A ficção nossa de cada dia (Coluna da APPOA)

peça 'Ficções', estrelada por Vera Holtz (Divulgação)
peça 'Ficções', estrelada por Vera Holtz (Divulgação)

Gerson Smiech Pinho (*)

Em sua “Interpretação dos Sonhos” (1900), Freud escreve que a realidade psíquica não deve ser confundida com a realidade material. Ao traçar essa linha divisória, o pai da psicanálise coloca em evidência o fato de que nossa experiência não coincide com a mera existência concreta e factual. A subjetividade comporta uma porção desconhecida e inabordável de modo direto, o inconsciente, revestido por uma fina película de certezas que compõem a imagem que construímos de nós mesmos e da realidade que nos circunda. As certezas que estruturam nosso “eu” se sobrepõem como as cascas de uma cebola que, quando retiradas, deixam à mostra um núcleo vazio.

A peça “Ficções”, que esteve em cartaz em Porto Alegre nas últimas semanas, não deixa de ser uma experiência de suspensão momentânea do invólucro de certezas que acondicionam nossa realidade. Baseado no livro Sapiens e magnificamente estrelado por Vera Holtz, o espetáculo escrito e dirigido por Rodrigo Portella consiste num monólogo que desconstrói gradualmente os fundamentos que alicerçam nossas convicções cotidianas e embasam nossa humanidade.

(Entradas de rotulagem de contornos)
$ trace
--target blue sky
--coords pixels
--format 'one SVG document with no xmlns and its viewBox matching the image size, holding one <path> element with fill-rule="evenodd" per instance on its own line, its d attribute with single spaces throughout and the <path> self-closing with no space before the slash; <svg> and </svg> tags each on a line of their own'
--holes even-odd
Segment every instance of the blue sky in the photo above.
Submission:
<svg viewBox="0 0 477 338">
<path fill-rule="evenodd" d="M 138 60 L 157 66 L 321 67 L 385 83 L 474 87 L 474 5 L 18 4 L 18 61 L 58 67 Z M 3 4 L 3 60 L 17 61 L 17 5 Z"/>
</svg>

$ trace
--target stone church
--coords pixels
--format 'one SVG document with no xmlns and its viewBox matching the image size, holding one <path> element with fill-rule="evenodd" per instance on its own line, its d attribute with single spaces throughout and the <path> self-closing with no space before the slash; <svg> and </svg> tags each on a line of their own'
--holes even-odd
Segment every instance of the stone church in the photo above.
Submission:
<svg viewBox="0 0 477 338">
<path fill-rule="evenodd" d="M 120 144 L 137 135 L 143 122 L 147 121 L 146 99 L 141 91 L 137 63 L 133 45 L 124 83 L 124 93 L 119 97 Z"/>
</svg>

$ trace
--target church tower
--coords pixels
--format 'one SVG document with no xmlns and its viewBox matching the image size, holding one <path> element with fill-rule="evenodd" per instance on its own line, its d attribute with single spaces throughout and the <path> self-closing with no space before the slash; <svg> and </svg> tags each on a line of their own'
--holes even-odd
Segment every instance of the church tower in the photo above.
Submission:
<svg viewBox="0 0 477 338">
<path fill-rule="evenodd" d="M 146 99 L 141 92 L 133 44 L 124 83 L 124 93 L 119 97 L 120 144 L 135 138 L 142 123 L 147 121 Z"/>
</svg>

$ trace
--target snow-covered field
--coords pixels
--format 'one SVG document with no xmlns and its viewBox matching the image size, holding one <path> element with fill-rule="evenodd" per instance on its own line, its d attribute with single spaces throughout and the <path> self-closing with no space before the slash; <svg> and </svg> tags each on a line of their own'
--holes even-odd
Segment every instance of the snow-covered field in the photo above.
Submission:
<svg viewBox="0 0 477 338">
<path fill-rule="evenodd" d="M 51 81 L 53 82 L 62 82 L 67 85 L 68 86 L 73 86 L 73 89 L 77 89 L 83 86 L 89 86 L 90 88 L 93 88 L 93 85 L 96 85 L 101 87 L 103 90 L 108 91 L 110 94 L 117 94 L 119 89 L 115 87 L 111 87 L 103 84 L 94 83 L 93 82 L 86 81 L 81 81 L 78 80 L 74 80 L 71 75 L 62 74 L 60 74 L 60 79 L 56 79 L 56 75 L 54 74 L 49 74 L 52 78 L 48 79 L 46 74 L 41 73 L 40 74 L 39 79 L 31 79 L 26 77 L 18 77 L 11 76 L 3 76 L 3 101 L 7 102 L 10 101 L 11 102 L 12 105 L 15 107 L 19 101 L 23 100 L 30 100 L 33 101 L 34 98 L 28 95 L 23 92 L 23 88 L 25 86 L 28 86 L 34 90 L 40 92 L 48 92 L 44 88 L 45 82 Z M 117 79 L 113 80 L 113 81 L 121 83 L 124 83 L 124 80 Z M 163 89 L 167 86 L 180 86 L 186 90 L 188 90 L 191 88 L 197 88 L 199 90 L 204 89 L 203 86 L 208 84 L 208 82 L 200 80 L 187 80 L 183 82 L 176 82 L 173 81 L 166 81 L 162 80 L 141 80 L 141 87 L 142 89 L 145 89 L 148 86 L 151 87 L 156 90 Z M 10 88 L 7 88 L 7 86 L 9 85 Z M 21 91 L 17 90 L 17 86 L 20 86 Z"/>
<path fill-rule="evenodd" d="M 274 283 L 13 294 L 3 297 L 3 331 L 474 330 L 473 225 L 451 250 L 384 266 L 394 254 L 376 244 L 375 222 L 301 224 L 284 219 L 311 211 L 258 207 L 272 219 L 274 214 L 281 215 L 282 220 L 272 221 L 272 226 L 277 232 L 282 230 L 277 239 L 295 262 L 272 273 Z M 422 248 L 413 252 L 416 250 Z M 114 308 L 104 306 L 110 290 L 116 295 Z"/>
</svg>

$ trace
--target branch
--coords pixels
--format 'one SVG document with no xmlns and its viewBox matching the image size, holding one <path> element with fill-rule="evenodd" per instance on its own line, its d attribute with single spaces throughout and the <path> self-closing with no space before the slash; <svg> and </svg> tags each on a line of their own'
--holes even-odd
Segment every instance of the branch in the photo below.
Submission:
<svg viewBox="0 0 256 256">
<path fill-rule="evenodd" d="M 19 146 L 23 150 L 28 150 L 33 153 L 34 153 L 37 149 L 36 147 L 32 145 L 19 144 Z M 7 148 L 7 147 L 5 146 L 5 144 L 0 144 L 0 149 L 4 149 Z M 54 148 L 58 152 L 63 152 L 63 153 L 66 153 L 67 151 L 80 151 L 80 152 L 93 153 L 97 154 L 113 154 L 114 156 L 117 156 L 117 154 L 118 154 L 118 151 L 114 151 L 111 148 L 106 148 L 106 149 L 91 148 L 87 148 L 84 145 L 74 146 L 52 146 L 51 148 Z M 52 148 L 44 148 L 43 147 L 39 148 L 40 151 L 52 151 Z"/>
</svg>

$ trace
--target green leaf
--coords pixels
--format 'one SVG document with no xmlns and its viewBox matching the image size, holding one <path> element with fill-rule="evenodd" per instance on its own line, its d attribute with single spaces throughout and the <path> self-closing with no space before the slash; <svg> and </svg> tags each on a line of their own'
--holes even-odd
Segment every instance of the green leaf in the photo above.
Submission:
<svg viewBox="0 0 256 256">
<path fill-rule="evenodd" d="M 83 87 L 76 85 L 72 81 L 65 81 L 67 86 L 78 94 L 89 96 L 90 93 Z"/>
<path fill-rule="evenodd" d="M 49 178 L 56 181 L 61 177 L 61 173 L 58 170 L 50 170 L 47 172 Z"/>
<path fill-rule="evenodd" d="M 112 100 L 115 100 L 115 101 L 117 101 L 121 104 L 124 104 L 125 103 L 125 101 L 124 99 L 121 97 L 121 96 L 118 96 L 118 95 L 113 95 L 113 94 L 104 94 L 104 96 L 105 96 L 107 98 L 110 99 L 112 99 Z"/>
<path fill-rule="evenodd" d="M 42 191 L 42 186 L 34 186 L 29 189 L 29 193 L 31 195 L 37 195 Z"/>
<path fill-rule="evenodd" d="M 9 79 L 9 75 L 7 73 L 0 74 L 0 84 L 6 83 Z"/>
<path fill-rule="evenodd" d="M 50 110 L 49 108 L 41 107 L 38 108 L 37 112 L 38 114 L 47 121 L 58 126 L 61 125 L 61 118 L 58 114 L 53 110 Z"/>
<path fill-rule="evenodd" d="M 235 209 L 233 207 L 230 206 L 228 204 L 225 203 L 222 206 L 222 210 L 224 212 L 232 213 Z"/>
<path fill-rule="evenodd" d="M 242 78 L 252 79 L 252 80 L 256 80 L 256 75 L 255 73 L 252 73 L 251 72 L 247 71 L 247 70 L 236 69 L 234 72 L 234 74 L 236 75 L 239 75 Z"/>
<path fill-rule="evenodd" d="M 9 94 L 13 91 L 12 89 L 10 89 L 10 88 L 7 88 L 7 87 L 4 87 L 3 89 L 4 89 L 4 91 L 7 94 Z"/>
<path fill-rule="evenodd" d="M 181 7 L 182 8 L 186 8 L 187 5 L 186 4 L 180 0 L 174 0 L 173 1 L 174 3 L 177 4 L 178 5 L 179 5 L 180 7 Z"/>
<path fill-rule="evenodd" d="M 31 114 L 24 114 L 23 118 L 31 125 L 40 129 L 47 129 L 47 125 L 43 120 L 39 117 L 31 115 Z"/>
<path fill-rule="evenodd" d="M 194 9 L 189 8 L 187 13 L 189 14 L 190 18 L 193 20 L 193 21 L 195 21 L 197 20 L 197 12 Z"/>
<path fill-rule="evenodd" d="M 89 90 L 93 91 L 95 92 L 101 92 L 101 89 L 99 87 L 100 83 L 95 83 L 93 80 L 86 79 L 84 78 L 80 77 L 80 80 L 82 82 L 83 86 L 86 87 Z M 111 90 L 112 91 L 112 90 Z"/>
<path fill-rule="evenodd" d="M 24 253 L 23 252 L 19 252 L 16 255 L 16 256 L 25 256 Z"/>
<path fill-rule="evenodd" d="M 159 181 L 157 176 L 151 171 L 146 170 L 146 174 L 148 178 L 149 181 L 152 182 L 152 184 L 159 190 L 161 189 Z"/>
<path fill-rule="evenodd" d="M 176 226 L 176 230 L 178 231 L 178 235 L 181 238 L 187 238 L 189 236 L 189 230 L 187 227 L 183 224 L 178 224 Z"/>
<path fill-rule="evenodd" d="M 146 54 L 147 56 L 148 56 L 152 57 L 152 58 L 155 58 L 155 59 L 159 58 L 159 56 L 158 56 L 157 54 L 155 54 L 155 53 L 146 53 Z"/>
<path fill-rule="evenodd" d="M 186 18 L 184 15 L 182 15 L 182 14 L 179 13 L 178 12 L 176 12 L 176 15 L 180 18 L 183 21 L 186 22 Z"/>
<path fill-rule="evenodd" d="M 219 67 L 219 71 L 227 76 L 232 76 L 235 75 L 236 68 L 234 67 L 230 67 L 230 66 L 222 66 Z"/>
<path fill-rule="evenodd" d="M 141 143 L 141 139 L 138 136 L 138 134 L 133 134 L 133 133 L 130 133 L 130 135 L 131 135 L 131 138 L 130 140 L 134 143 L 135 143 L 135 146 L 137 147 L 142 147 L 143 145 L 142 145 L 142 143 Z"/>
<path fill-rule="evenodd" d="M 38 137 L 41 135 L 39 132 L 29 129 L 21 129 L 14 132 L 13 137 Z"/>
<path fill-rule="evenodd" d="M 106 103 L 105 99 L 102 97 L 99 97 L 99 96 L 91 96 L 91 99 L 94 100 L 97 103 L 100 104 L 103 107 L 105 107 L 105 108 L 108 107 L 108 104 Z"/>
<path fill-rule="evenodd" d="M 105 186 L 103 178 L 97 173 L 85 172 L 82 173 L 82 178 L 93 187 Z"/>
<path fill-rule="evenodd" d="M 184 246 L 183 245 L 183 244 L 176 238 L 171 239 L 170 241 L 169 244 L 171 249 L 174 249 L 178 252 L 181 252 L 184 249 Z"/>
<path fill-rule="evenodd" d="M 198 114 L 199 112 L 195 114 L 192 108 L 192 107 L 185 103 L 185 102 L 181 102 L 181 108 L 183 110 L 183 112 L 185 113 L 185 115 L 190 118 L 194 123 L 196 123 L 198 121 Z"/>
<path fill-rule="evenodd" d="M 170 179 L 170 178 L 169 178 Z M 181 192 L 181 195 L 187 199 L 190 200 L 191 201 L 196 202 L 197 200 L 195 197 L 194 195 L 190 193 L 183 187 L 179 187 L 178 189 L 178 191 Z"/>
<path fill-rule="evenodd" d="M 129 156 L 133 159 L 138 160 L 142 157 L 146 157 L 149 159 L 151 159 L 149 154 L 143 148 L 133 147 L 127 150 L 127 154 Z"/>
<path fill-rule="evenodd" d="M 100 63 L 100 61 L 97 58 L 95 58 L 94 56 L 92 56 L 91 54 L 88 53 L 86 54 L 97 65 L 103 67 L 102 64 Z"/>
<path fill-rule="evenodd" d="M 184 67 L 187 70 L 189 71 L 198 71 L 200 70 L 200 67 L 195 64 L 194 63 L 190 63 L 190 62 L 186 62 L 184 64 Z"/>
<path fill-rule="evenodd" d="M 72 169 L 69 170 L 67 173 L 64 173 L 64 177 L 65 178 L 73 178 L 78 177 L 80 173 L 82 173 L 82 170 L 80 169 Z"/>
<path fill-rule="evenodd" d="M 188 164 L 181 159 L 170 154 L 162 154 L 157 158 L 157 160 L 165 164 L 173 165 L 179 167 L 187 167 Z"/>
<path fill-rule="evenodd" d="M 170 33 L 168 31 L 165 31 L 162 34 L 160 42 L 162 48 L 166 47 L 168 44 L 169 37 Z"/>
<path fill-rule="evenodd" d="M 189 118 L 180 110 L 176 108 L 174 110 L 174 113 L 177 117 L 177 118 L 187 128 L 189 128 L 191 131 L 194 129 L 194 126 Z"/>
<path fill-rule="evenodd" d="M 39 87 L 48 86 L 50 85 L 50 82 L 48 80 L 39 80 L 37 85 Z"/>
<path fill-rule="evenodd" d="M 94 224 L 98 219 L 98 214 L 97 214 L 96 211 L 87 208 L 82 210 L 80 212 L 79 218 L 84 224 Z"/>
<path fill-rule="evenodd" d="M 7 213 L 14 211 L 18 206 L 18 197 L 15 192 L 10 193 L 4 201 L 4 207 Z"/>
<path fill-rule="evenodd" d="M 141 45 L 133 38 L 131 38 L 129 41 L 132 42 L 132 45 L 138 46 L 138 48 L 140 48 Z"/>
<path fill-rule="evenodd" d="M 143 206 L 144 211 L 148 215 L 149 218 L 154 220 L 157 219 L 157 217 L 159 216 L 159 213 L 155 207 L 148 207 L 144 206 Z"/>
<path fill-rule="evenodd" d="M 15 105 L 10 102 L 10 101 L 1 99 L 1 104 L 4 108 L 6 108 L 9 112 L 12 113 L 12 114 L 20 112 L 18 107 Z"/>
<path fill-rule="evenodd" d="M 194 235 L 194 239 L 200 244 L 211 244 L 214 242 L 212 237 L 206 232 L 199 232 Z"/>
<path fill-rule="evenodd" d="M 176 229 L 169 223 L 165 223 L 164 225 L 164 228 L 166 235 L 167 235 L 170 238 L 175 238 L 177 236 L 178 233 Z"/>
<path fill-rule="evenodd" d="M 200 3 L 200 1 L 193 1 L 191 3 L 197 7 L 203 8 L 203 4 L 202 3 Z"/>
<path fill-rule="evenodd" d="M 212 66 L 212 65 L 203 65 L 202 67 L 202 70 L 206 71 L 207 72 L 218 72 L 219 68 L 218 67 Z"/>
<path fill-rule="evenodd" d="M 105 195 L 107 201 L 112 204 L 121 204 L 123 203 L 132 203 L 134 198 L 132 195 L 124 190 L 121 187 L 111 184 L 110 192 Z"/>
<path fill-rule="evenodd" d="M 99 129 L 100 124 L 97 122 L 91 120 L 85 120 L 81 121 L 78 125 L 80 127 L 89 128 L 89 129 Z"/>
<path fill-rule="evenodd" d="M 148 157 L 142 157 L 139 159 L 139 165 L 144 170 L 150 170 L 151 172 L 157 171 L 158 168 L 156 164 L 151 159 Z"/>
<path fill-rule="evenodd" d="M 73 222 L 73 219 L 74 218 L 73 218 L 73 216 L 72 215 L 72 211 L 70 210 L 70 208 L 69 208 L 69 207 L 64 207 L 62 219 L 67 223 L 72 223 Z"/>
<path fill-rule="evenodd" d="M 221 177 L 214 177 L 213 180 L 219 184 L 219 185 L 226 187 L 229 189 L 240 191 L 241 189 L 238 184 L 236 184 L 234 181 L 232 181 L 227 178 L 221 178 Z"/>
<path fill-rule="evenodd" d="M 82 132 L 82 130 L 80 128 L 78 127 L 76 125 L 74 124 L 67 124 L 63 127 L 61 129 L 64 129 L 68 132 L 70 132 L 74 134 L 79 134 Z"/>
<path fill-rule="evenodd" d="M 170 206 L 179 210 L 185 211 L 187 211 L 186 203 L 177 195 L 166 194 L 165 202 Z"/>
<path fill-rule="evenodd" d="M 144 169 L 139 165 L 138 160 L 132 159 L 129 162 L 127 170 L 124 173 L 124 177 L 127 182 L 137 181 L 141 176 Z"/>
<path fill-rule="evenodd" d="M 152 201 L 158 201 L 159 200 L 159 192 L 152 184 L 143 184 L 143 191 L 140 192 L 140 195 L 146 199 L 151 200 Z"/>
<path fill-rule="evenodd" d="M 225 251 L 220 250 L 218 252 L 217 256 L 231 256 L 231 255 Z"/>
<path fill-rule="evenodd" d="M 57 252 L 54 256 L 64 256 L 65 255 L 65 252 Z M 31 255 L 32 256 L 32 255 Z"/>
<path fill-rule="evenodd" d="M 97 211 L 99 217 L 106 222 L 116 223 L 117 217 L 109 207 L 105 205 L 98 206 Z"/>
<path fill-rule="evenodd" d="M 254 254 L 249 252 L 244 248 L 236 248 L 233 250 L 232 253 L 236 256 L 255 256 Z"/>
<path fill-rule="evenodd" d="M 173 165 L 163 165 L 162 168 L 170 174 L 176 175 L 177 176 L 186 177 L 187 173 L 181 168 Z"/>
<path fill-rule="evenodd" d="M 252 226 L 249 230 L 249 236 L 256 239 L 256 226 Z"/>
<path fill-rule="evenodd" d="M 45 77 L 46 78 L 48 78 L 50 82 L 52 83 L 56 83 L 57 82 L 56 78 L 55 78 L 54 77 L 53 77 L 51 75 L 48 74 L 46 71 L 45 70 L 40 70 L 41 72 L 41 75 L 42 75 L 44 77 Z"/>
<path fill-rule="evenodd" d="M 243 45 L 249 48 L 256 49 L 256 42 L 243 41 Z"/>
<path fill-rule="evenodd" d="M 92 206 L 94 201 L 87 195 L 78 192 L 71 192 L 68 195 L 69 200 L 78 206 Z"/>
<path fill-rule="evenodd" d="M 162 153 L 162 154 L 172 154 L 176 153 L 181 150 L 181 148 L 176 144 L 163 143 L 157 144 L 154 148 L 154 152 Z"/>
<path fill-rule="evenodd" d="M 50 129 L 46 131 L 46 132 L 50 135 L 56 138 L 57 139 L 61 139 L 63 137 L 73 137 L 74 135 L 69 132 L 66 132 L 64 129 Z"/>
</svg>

**TAREFA PROPOSTA 1:** Segundo a coluna sobre ficção e psicanálise, em que cidade a peça "Ficções" esteve em cartaz?
**TAREFA PROPOSTA 2:** Por favor, prossiga a coluna sobre ficção e psicanálise a partir do ponto em que ela termina.
As linhas são um material à parte, sem relação com o trecho.

**RESPOSTA 1:** Em Porto Alegre.

**RESPOSTA 2:**
A palavra ficção é facilmente associada à ilusão, àquilo que se opõe à realidade, a algo irreal e inexistente. No entanto, de modo inverso, trata-se aqui de conceber a realidade constituída de modo ficcional, fundada na rede de certezas que compõem o sentido mais imediato que configura nosso cotidiano, da religião ao capitalismo. Enquanto a protagonista se metamorfoseia em uma série de figuras – como um asno, um ramo de trigo e um rei, passando por Deus –, o enredo da peça se desenrola em torno de uma gigantesca massa disforme que se aloja no fundo do palco, que ora lembra uma pedra sobre a qual são projetadas imagens, ora evoca um cérebro com sua superfície irregular e acinzentada.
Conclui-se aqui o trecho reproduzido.